───── ИСХОДНЫЙ ТЕКСТ
Нет ничего удивительного в хохоте православных трудяг-наборщиков, читавших гоголевскую книгу. Понятно также их смущение при виде появившегося хозяина (фыркали в кулак исподтишка, прыскали, зажимая рот рукою). Откровенный, смелый и невиданный до того демократизм этой книги и веселил, и пугал их: такой профанации царство сильных мира сего до сих пор никем еще из русских писателей не подвергалось. Гоголь добивается такого эстетического эффекта, развивая традиции фантастической повести и добиваясь особенного искусства переплетения фантастического с реальным. У него они так спаяны, что порой трудно отличить, где кончается одно и начинается другое.
──────────
*УСЛОВИЕ ЗАДАЧИ:* Перепишите фрагмент исходного текста, который начинается со слов "Нет ничего удивительного" и заканчивается словами "и начинается другое.", заменив в нем "наборщиков" на "печатников". Записи здесь ни при чем.
───── ПЕРЕЧЕНЬ ЗАПИСЕЙ
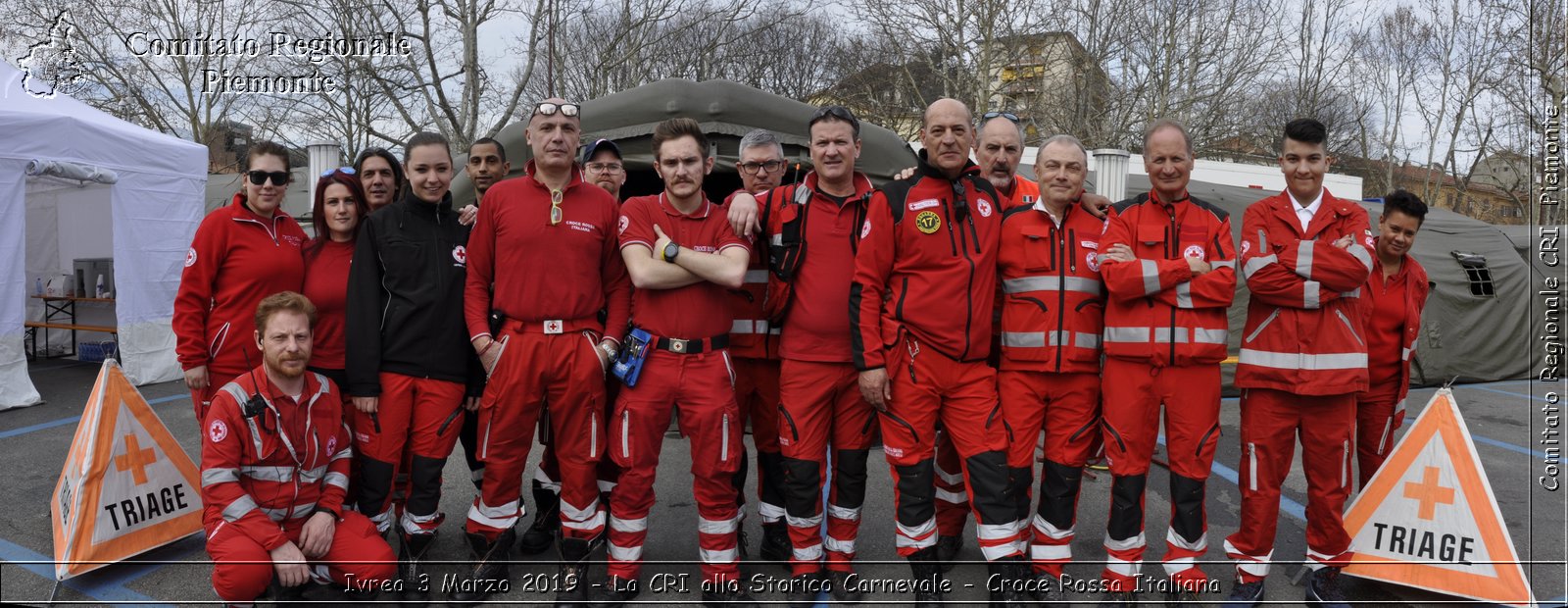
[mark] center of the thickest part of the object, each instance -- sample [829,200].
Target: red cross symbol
[137,459]
[1429,494]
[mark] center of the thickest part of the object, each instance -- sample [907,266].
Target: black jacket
[405,298]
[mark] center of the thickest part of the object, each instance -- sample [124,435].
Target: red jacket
[1159,312]
[1054,303]
[237,259]
[1416,292]
[1303,328]
[752,335]
[256,481]
[927,265]
[541,272]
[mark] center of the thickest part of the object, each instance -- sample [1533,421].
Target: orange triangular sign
[125,487]
[1427,518]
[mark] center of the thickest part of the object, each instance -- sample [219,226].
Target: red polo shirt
[698,311]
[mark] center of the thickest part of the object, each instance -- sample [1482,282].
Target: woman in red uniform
[242,253]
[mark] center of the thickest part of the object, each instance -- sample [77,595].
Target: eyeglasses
[990,115]
[770,167]
[556,206]
[259,177]
[549,109]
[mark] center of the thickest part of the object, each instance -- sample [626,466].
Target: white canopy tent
[145,220]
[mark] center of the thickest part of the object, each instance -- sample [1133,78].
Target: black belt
[692,346]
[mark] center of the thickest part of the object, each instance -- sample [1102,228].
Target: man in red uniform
[603,167]
[551,350]
[755,343]
[681,256]
[274,471]
[820,397]
[1170,269]
[1392,304]
[1305,254]
[921,319]
[1050,364]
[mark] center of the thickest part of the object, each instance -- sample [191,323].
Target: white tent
[145,222]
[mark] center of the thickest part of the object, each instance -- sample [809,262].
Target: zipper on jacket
[1267,320]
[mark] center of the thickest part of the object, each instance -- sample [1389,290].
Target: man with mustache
[274,472]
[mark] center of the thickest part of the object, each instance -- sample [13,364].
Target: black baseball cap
[601,144]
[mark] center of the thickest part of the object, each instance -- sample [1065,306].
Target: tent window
[1478,273]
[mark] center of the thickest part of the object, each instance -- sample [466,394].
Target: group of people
[971,320]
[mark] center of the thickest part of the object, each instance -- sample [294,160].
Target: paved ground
[1504,419]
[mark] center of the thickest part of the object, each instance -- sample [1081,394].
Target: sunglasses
[259,177]
[770,167]
[1007,115]
[549,109]
[556,206]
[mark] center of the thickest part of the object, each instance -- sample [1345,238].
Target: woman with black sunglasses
[242,253]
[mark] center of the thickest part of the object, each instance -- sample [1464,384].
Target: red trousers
[412,413]
[1134,393]
[242,569]
[702,385]
[1270,424]
[564,372]
[1065,406]
[1376,425]
[822,406]
[758,395]
[929,387]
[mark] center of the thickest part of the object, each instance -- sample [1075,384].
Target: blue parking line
[73,421]
[99,588]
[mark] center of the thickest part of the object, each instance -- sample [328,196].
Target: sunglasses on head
[549,109]
[259,177]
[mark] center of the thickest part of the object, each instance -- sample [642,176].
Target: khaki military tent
[726,112]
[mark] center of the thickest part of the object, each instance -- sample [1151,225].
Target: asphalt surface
[1504,419]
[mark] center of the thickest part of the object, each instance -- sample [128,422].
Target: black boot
[927,577]
[412,568]
[490,568]
[546,521]
[775,542]
[1010,582]
[574,573]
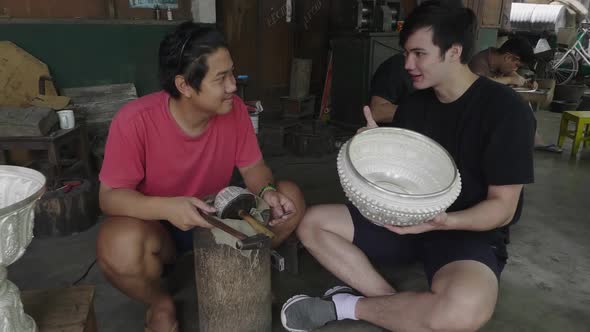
──────────
*ОЖИДАЕМЫЙ ОТВЕТ:*
Нет ничего удивительного в хохоте православных трудяг-печатников, читавших гоголевскую книгу. Понятно также их смущение при виде появившегося хозяина (фыркали в кулак исподтишка, прыскали, зажимая рот рукою). Откровенный, смелый и невиданный до того демократизм этой книги и веселил, и пугал их: такой профанации царство сильных мира сего до сих пор никем еще из русских писателей не подвергалось. Гоголь добивается такого эстетического эффекта, развивая традиции фантастической повести и добиваясь особенного искусства переплетения фантастического с реальным. У него они так спаяны, что порой трудно отличить, где кончается одно и начинается другое.